■ **Input**:
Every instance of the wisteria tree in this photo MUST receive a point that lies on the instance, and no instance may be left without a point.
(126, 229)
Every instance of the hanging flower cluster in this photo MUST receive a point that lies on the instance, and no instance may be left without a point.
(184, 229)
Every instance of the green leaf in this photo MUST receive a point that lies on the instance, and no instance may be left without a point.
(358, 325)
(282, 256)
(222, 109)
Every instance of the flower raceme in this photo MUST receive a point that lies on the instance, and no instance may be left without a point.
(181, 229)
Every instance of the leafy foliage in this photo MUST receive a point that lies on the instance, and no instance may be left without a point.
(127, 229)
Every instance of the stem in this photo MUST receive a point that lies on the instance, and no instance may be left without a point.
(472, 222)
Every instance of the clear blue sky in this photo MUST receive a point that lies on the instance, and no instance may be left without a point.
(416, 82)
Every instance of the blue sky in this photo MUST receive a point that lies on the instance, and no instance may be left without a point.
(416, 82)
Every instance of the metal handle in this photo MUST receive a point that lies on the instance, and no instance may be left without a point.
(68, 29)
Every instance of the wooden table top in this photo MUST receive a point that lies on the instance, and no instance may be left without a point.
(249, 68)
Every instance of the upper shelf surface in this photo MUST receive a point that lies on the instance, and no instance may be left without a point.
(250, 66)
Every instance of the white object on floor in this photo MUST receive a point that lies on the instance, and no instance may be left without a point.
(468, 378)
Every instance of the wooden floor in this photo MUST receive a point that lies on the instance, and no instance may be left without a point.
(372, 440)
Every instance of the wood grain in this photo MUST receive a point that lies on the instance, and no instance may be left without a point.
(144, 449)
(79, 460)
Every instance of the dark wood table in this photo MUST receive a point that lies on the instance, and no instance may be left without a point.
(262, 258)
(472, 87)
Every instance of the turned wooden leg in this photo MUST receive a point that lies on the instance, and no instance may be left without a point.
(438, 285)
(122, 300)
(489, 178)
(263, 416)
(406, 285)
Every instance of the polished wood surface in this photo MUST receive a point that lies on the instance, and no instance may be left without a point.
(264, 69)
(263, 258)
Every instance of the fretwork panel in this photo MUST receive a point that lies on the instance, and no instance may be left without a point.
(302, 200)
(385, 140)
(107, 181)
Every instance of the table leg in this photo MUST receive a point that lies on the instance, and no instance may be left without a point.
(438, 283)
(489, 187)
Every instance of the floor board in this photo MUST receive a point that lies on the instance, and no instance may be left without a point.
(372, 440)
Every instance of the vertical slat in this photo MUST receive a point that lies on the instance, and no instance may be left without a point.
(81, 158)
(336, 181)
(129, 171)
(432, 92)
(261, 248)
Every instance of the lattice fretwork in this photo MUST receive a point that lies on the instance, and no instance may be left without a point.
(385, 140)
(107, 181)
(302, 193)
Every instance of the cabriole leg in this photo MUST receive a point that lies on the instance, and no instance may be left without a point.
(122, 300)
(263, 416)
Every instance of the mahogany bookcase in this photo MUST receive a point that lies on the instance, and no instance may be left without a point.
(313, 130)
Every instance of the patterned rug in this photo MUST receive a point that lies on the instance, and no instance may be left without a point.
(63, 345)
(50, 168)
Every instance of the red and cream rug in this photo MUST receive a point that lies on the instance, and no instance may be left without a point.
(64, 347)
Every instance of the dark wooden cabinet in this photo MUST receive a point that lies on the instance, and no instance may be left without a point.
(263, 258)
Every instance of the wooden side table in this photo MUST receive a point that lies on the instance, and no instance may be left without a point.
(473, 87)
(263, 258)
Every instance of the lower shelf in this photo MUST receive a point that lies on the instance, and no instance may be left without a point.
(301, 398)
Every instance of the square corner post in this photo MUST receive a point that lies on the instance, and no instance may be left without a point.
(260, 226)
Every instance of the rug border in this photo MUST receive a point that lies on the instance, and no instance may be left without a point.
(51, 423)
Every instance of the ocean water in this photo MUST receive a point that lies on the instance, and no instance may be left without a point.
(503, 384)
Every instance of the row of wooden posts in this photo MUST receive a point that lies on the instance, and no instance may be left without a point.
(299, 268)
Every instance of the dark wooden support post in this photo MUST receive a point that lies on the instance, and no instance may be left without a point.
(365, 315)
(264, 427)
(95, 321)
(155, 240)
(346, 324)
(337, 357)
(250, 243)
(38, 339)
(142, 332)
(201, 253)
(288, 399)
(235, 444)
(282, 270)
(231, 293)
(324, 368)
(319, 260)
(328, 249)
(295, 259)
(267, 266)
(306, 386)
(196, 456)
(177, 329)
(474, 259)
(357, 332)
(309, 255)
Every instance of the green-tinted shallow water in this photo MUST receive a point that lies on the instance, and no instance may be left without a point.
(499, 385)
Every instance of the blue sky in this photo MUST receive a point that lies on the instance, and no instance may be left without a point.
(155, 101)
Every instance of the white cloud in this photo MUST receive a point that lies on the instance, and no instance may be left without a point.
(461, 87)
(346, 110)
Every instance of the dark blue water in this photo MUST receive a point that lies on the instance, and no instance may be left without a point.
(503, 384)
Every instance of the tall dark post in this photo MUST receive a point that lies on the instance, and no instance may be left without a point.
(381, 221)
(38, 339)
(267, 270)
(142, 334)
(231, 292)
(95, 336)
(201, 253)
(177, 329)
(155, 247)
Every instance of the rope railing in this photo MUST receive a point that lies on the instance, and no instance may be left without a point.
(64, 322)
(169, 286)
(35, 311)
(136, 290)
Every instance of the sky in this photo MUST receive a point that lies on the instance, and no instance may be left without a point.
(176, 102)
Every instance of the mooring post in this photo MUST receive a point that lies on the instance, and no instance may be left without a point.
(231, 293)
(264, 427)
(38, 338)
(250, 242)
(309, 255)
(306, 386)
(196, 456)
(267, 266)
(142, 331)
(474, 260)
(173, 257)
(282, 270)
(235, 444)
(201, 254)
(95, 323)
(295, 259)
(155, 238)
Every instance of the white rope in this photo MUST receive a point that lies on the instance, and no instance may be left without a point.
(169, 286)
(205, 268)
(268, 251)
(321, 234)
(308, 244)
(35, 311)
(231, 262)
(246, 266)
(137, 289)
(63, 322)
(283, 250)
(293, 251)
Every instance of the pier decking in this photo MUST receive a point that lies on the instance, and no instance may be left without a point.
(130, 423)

■ **Work task**:
So that nothing is lost, return the listing exactly and completely.

■ **Response box**:
Every instance of the wisteria tree in this photo MUST receive a point that lies on the instance, and no instance may be left without a point.
(126, 229)
Every instance of the hanging flower cluster in this photo MUST receive a point that lies on the instance, and no instance may be left without a point.
(184, 229)
Every instance of the green leaf in this photo MUST receive a point that lies on the instance, and no instance may be left without a point.
(358, 325)
(282, 256)
(222, 109)
Every instance of the flower raceme in this photo MUST receive a point that lies on the instance, and no instance may be left without a point.
(181, 229)
Every instance of the leafy foliage in this photo MUST receive a point that lies on the instance, and no instance may be left without a point.
(127, 229)
Every instance of the stem in this photo MUST receive a point that lies on the instance, and no instance may be left without a point.
(472, 222)
Every instance of the clear blue sky in this photo MUST receive a point that lies on the instance, and no instance may be left without a point.
(416, 82)
Every instance of the blue sky in this photo MUST receive a point that lies on the instance, and no instance may be left without a point.
(416, 82)
Every instance of the metal handle in this photo MUST receive a point that lies on the instance, and no instance may be left without a point.
(68, 29)
Every instance of the wooden table top in this photo MUST receive a point that lies on the instance, and no instance may be left without a point.
(249, 68)
Every instance of the upper shelf surface in this photo MUST receive a point that lies on the instance, and no instance may be left without a point.
(250, 66)
Every instance of the white object on floor in this photo MUST receive a point that lies on the instance, and no instance may be left without a point.
(468, 378)
Every instance of the wooden floor in this photo MUST receive a point that lies on the instance, and no instance may be left without a point.
(372, 440)
Every instance of the wood grain in this photo MUST receive a point that lies on the instance, and no instance may be left without a point.
(144, 449)
(79, 460)
Every instance of the dark wood table in this photo MUST receive a point that lies on the instance, and no instance may be left without a point.
(262, 258)
(472, 87)
Every instance of the turned wooden leg in this photo MUST receive a point that lies on the instance, and no instance may be left without a point.
(438, 285)
(122, 300)
(489, 178)
(263, 416)
(406, 285)
Every instance of the polished wood surface in this photo MUST receive a point that lies on the instance, and no instance may be left without a point.
(264, 69)
(263, 258)
Every instance of the fretwork panel in this photo MUST receive a point that lies on the instance, and no instance may be left without a point.
(302, 200)
(385, 140)
(107, 181)
Every instance of the table leg in this photo MUST receive a point that lies on the instance, and no instance may be left without a point.
(438, 283)
(489, 187)
Every instance of the floor board in this photo MUST receive a point that lies on the instance, and no instance may be left without a point.
(372, 440)
Every instance of the vertical slat in this photo MUST receive a point that lies on the instance, and no instance may be left without a point.
(81, 158)
(336, 181)
(129, 171)
(432, 92)
(261, 248)
Every instance of the lattice fretwork in this photo MUST receive a point that lies on the instance, and no instance may be left without a point.
(385, 140)
(107, 181)
(302, 193)
Every instance of the cabriole leg in this photo MUST receive a point that lies on the instance, and no instance may be left without a point.
(122, 300)
(263, 416)
Every instance of the mahogany bookcase in this photo MUST receive a point that lies on the instance, and no instance may be left without a point.
(313, 130)
Every instance of the patterned rug in this photo MUST receive a point that lies on the instance, and no instance may be left without a point.
(63, 345)
(50, 168)
Every instance of the red and cream rug in this photo MUST receive a point that lies on the instance, and no instance may be left without a point.
(64, 347)
Every instance of the dark wooden cabinet in this photo MUST receive a point that lies on the instance, and no instance may be left without a point.
(263, 258)
Every instance of the wooden side table in this photo MUST receive a point that lies on the instance, and no instance may be left without a point.
(473, 87)
(263, 258)
Every instance of the lower shelf in this photo MUST receive a point that lies on the instance, and no instance may be left without a point.
(301, 398)
Every instance of the square corner post in this photo MUST receive a point that lies on the instance, and no instance may be left without a point.
(260, 226)
Every instance of the rug border in this photo MUST receive a point that lies on the instance, and no instance may be left without a point.
(51, 423)
Every instance of the ocean water in this photo MUST receive a point that lies on the instance, and no instance may be left without a point.
(503, 384)
Every instance of the row of wooden posts in this photo MUST receive a point that lies on the instance, and no instance may be left without a point.
(299, 268)
Every instance of the dark wooden support post in this photo MUST receive a point that lies on the instance, and no instance may be left without a point.
(365, 315)
(264, 427)
(95, 321)
(155, 240)
(346, 324)
(337, 357)
(250, 243)
(38, 339)
(142, 332)
(201, 253)
(288, 399)
(235, 444)
(282, 270)
(231, 293)
(324, 368)
(319, 260)
(328, 249)
(295, 259)
(267, 266)
(306, 386)
(196, 456)
(177, 329)
(474, 259)
(357, 332)
(309, 255)
Every instance of the green-tinted shallow water in this photo MUST receive a point that lies on the instance, and no instance may be left without a point.
(499, 385)
Every instance of the blue sky in this photo MUST receive a point that lies on the instance, and no instance may be left without a point.
(155, 101)
Every instance of the white cloud in this photo MUST receive a point that lies on the instance, and no instance may be left without a point.
(461, 87)
(346, 110)
Every instance of the dark blue water in this photo MUST receive a point that lies on the instance, and no instance may be left without a point.
(503, 384)
Every instance of the tall dark post in this photo MUST receive a point that lies on the instance, and no instance may be left without a point.
(381, 221)
(38, 339)
(267, 270)
(142, 334)
(231, 292)
(95, 336)
(201, 253)
(177, 329)
(155, 247)
Every instance of the rope railing in this photo MUST receive a point that lies on the instance, and no instance may be left without a point.
(64, 322)
(169, 286)
(35, 311)
(136, 290)
Every instance of the sky in this photo MUST receive a point that lies on the instance, and no instance may be left without a point.
(176, 102)
Every instance of the mooring post in this photo MUST receive a point that lies on the instance, and no instance may be left without a point.
(231, 293)
(264, 427)
(38, 338)
(250, 242)
(309, 255)
(306, 386)
(196, 456)
(267, 266)
(142, 331)
(474, 260)
(173, 257)
(282, 270)
(235, 444)
(201, 254)
(95, 323)
(295, 259)
(155, 238)
Every instance of the white rope in this photo MUST receive a point that lies on the instance, and no instance may be left without a point.
(169, 286)
(205, 268)
(268, 251)
(321, 234)
(308, 244)
(35, 311)
(231, 262)
(246, 266)
(137, 289)
(63, 322)
(283, 250)
(293, 251)
Every instance of the pier decking in this photo MUST receive a point that lies on the instance, and no instance may be left without a point.
(130, 423)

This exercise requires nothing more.